Required work:
A word-for-word copy of the records below is required.

(Saved entries)

···

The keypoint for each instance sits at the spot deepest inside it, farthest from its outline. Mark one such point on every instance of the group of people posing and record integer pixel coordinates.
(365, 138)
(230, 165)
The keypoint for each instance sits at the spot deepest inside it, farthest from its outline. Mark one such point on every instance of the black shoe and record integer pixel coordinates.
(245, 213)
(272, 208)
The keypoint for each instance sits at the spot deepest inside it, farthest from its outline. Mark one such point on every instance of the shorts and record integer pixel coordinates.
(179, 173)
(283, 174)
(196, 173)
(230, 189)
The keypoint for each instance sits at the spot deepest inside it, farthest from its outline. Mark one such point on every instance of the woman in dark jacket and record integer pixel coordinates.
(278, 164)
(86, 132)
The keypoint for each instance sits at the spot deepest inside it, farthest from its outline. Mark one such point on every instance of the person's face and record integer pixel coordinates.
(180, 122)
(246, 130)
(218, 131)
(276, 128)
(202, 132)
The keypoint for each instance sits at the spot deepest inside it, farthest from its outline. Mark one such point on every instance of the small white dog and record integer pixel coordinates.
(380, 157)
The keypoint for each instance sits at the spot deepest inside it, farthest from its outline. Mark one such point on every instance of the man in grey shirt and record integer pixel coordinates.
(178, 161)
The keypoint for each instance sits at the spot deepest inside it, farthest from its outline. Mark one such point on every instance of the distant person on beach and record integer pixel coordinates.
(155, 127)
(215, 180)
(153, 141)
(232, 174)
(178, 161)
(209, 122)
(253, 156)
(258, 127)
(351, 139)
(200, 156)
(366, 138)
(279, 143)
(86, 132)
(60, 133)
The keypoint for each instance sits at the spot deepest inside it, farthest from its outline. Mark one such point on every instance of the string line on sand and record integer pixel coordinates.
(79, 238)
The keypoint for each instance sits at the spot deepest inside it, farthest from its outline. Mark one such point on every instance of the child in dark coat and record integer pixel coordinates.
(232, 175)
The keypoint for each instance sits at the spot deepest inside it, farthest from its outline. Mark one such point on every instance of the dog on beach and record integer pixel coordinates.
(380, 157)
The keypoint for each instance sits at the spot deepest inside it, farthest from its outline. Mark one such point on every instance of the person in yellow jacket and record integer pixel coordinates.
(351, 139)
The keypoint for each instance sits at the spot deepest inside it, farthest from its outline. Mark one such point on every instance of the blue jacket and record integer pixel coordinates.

···

Response area:
The keypoint for each instance sits at the spot deepest inside it, farthest from its outline. Mark one such point on every instance of the group of people posing and record integer pixel coordinates.
(365, 138)
(230, 165)
The keypoint for each instance sits at the spot deepest inside it, farthest from its outline. Mark one such point on every instance of the black shoe and record integer pixel coordinates.
(245, 213)
(272, 208)
The keypoint for each instance sits at the spot deepest inside it, farthest from its outline. Mark one such point on every instance of the shorts and record integer pixel coordinates.
(179, 173)
(283, 174)
(196, 173)
(230, 189)
The keypoint for each instance sits at the spot deepest inside it, farthest from its outline. Mark one such point on every instance of the woman in dark jacket and record integer pixel coordinates.
(278, 164)
(86, 132)
The keypoint for each instance sits at the spot deepest inside it, farthest from its outline. Mark one such point on every instance of the person's face and record integer pixel coordinates.
(180, 122)
(246, 130)
(218, 131)
(276, 128)
(202, 132)
The keypoint for each instance sits at the spot deepest inside it, farthest from its outline. Mark one such point on every instance of the small white dog and record integer pixel coordinates.
(380, 157)
The keypoint for each instance sits at the spot deepest inside it, farthest from its outline. Mark one such point on every instance of the man in grey shirt and record integer pixel coordinates.
(178, 161)
The keypoint for each instance sits at the spot deepest inside it, farthest from its outline. Mark one such point on every instance of the distant person on beach and record integer pixel coordinates.
(155, 127)
(215, 180)
(153, 141)
(232, 174)
(178, 161)
(209, 122)
(253, 156)
(258, 127)
(351, 139)
(200, 156)
(366, 138)
(279, 143)
(86, 132)
(60, 133)
The keypoint for each instance sits at the spot deepest inside it, farthest from its outline. Mark one such point on every instance of the string line on sand and record integer pixel coordinates.
(79, 238)
The keypoint for each instance sits at the spot deepest inside it, farthest from its outline. Mark one such point on every instance of the child in dark coat and record integer pixel coordinates.
(232, 175)
The keypoint for each instance sits at the spot deepest inside it, farthest from its outline. Mark one such point on every instance of the dog on beach and record integer pixel coordinates.
(380, 157)
The keypoint for each instance sits at the spot deepest inside it, farthest from its outline. Mark one such point on every instance of the person in yellow jacket and record integer pixel coordinates.
(351, 139)
The keypoint for each instance sits at the spot deepest inside it, farthest from its outline. Mark one such point on every instance of the blue jacket and record integer pixel coordinates.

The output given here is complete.